── Supplied records ──

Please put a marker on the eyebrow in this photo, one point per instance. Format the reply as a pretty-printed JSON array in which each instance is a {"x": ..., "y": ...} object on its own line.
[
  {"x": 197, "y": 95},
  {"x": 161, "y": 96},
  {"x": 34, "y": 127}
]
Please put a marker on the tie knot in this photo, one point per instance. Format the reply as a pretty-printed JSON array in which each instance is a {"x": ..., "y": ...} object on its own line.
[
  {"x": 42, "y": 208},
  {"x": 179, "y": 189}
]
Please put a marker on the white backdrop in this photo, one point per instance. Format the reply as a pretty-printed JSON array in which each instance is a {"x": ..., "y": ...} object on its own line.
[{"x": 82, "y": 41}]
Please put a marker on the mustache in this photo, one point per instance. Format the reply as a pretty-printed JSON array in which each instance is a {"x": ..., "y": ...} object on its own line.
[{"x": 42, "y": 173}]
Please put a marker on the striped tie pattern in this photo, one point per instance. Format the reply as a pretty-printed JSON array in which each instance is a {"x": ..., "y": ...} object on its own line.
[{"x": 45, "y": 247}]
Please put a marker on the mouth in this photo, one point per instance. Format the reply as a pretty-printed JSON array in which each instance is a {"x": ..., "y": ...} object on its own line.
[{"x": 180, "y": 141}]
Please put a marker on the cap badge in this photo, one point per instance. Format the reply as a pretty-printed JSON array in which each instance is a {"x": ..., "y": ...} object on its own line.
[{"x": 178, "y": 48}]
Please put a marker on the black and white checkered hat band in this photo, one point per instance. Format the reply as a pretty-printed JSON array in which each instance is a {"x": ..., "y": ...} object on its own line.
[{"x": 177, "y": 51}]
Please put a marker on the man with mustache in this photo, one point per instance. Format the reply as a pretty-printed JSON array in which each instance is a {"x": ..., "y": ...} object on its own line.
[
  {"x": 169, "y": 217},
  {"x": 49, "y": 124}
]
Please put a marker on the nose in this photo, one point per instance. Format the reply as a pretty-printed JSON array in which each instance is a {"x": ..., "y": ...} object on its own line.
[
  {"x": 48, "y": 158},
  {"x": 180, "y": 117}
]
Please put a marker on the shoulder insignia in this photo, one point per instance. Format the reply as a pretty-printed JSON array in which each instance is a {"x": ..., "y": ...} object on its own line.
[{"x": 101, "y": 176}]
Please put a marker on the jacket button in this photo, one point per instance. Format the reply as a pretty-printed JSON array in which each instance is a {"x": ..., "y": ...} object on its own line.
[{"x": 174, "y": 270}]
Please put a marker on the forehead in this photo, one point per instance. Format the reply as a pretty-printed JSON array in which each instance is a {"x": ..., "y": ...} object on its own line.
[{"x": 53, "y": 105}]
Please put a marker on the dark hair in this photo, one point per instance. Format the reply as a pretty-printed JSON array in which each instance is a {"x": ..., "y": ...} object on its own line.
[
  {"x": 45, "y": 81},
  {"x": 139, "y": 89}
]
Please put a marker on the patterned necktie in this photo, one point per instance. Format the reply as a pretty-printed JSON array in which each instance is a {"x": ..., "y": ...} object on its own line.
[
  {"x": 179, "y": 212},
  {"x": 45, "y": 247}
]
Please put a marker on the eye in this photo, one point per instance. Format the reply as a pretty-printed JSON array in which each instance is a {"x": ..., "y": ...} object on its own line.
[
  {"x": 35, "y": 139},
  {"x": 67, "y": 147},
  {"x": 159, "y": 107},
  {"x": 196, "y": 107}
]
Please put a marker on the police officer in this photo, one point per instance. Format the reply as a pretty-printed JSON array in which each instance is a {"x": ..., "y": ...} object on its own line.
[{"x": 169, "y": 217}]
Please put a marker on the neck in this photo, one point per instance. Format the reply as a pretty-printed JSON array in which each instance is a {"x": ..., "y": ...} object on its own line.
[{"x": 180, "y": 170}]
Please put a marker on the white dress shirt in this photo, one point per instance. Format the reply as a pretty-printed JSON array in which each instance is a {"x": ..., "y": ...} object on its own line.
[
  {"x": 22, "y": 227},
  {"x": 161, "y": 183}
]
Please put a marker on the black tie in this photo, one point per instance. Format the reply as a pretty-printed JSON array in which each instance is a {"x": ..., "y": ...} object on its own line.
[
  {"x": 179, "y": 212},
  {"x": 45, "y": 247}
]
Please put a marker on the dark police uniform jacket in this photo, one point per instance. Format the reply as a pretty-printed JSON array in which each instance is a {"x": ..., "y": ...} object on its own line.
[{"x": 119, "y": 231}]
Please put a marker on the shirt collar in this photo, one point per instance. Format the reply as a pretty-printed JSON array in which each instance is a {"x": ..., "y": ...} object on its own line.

───

Print all of the entries exactly as they are written.

Please put a marker on the eyebrow in this photo, one point per instance. Format the reply as a pretty-printed JSON array in which each instance is a {"x": ..., "y": ...} object on its own line.
[
  {"x": 197, "y": 95},
  {"x": 161, "y": 96},
  {"x": 34, "y": 127}
]
Please put a marker on the tie knot in this photo, one point per instance. Format the reply as a pretty-printed JSON array in which each instance is a {"x": ..., "y": ...} object on its own line.
[
  {"x": 42, "y": 208},
  {"x": 179, "y": 189}
]
Please put a marker on the white backdrop in this photo, one point per instance. Format the reply as a pretty-printed JSON array in which each instance is a {"x": ..., "y": ...} object on its own line.
[{"x": 82, "y": 41}]
Please put a marker on the mustache in this photo, one point per instance. Format the reply as a pretty-printed JSON array in which each instance is a {"x": ..., "y": ...} object on its own line.
[{"x": 42, "y": 173}]
Please put a marker on the striped tie pattern in this photo, one point per instance. Format the reply as a pretty-printed JSON array in which each instance is a {"x": ..., "y": ...} object on its own line.
[{"x": 45, "y": 247}]
Please put a marker on the mouth in this photo, one point per instance. Format the reply as a pretty-printed JSON array in which each instance is a {"x": ..., "y": ...} object on its own line.
[{"x": 180, "y": 141}]
Please put a marker on the cap badge in this photo, one point per instance. Format the reply as a pretty-printed JSON array in which each instance is a {"x": ..., "y": ...} object on its own line.
[{"x": 178, "y": 48}]
Please put a marker on the black and white checkered hat band in this photo, one point per instance. Format the reply as a pretty-printed JSON array in which each instance is a {"x": ..., "y": ...} object on its own line.
[{"x": 177, "y": 51}]
Please put a marker on the man with mustache in this photo, one point per instance. Format the reply as a pretty-printed JSON array in which each instance is a {"x": ..., "y": ...} object on its own line.
[
  {"x": 169, "y": 217},
  {"x": 49, "y": 124}
]
Please put a marker on the nose in this photo, one point per instance. Format the reply as a pretty-printed JSON array in which each instance is a {"x": ..., "y": ...} object on its own line.
[
  {"x": 48, "y": 158},
  {"x": 180, "y": 117}
]
Please put a marker on the shoulder insignia in this photo, one point per instance. Format the reply as a pretty-printed JSON array in which each instance is a {"x": ..., "y": ...} object on its own line.
[{"x": 101, "y": 176}]
Please put a marker on the jacket button in this photo, one point per instance. Format the reply as a pretty-printed JSON array in which each instance is a {"x": ..., "y": ...} object on its own line.
[{"x": 174, "y": 270}]
Please put a marker on the forehead in this photo, one point per instance. Format the reply as a pretty-printed JSON array in which each instance is a {"x": ..., "y": ...} object on its own line.
[{"x": 53, "y": 105}]
Please put a marker on the dark hair in this photo, one point per instance. Format the reply as a pretty-printed JSON array in which each instance is a {"x": ..., "y": ...} object on its own line.
[
  {"x": 45, "y": 81},
  {"x": 139, "y": 89}
]
Please put a marker on the patterned necktie in this photo, one point per instance. Format the reply as a pretty-printed JSON array in which each instance is a {"x": ..., "y": ...} object on its own line.
[
  {"x": 179, "y": 212},
  {"x": 45, "y": 247}
]
Please put a marker on the eye in this photo, one point per instance. Format the reply as a pretty-printed JSON array in which each instance is a {"x": ..., "y": ...} object on its own line.
[
  {"x": 35, "y": 139},
  {"x": 67, "y": 147},
  {"x": 159, "y": 107},
  {"x": 196, "y": 107}
]
Please put a marker on the police officer in this photo, one point per instance. Format the reply as a pretty-printed JSON array in which each instance is a {"x": ..., "y": ...} object on its own line.
[{"x": 169, "y": 217}]
Please put a marker on the neck in this photo, one point per instance. Format the reply as a pretty-printed JSON array in which each instance is a {"x": ..., "y": ...} object on its own line.
[{"x": 180, "y": 170}]
Please put a marker on the white dress shirt in this photo, one point per instance. Format the reply as a pretty-printed JSON array in which each instance is a {"x": ..., "y": ...} object on its own line.
[
  {"x": 22, "y": 227},
  {"x": 161, "y": 183}
]
Please put a marker on the black tie in this photo, one point per instance. Format the reply as a pretty-printed JSON array in which each instance is a {"x": ..., "y": ...} object on its own line.
[
  {"x": 179, "y": 212},
  {"x": 45, "y": 247}
]
Please put a marker on the dark police uniform jacket in this photo, one point per instance. Format the reply as a pretty-printed JSON array in which each instance is a {"x": ..., "y": ...} object on its own line.
[{"x": 119, "y": 231}]
Please put a marker on the shirt collar in this photo, one point per instance. Format the reply as a pretty-printed JSON array in which each instance is a {"x": ..., "y": ...} object on its own line.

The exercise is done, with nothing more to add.